## Excerpt provided
------------

On Monday, November 23, 2015, a group of Black Lives Matter protesters in Minneapolis, Minnesota were shot at—leaving five wounded. Shortly afterward, the police made four arrests, and it became clear that those allegedly involved in the shooting were influenced by the Hard Right Patriot movement. The day before the shooting, in a video that went viral on social media, two of those who were later arrested recorded themselves making racist comments and flashing a gun while driving to the #4thPrecinctShutdown, an Occupy-like encampment that had sprung up in the wake of the police shooting death of Jamar Clark.
This most recent shooting fits into an escalating pattern of confrontation between social movements, such as Black Lives Matter, and the Right, both in terms of terror attacks and in mainstream discourse. This reality played out in Olympia, Washington in September, when neo-Nazi skinheads and White nationalists took to the streets (but were quickly driven from them) in support of the police, who faced protests after officers shot and wounded two young men accused of shoplifting alcohol. Harkening back to their heyday of the 1990s, the Racist Right is brazenly gathering in public.

------------

## Work to complete
A: From the passage on the Minneapolis shooting, copy the text starting with "On Monday, November" and going on through "of Jamar Clark.".
B: According to the passage on the Minneapolis shooting, in what city did neo-Nazi skinheads and White nationalists take to the streets in support of the police in September?

------------

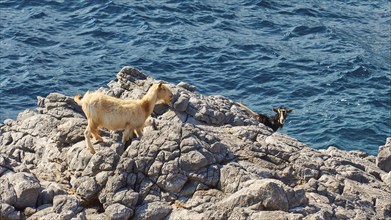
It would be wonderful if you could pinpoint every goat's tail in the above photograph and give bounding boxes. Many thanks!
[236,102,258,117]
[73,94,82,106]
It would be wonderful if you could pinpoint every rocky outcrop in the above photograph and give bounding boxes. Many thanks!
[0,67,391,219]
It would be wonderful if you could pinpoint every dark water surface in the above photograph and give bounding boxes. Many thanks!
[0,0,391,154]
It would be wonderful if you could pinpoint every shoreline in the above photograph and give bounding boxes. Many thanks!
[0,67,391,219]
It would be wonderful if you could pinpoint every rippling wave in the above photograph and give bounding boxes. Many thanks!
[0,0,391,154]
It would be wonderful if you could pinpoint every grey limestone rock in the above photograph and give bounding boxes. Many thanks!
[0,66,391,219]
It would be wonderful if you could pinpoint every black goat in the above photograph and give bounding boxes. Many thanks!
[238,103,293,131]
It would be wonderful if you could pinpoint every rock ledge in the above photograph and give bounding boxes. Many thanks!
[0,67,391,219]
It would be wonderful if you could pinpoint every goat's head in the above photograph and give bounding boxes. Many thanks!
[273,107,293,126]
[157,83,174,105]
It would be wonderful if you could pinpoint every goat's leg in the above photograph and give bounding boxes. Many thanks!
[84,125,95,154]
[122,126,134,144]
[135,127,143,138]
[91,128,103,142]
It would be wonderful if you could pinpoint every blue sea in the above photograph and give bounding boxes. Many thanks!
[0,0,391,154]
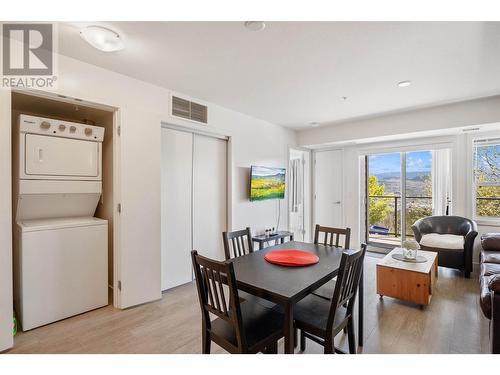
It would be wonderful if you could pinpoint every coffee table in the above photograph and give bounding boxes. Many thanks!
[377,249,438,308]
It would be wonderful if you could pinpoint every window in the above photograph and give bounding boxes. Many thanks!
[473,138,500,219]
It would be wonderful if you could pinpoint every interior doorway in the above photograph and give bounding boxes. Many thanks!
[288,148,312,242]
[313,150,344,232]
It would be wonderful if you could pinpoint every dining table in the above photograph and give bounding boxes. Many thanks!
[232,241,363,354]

------------

## Answer list
A:
On Monday, November 23, 2015, a group of Black Lives Matter protesters in Minneapolis, Minnesota were shot at—leaving five wounded. Shortly afterward, the police made four arrests, and it became clear that those allegedly involved in the shooting were influenced by the Hard Right Patriot movement. The day before the shooting, in a video that went viral on social media, two of those who were later arrested recorded themselves making racist comments and flashing a gun while driving to the #4thPrecinctShutdown, an Occupy-like encampment that had sprung up in the wake of the police shooting death of Jamar Clark.

B: Olympia, Washington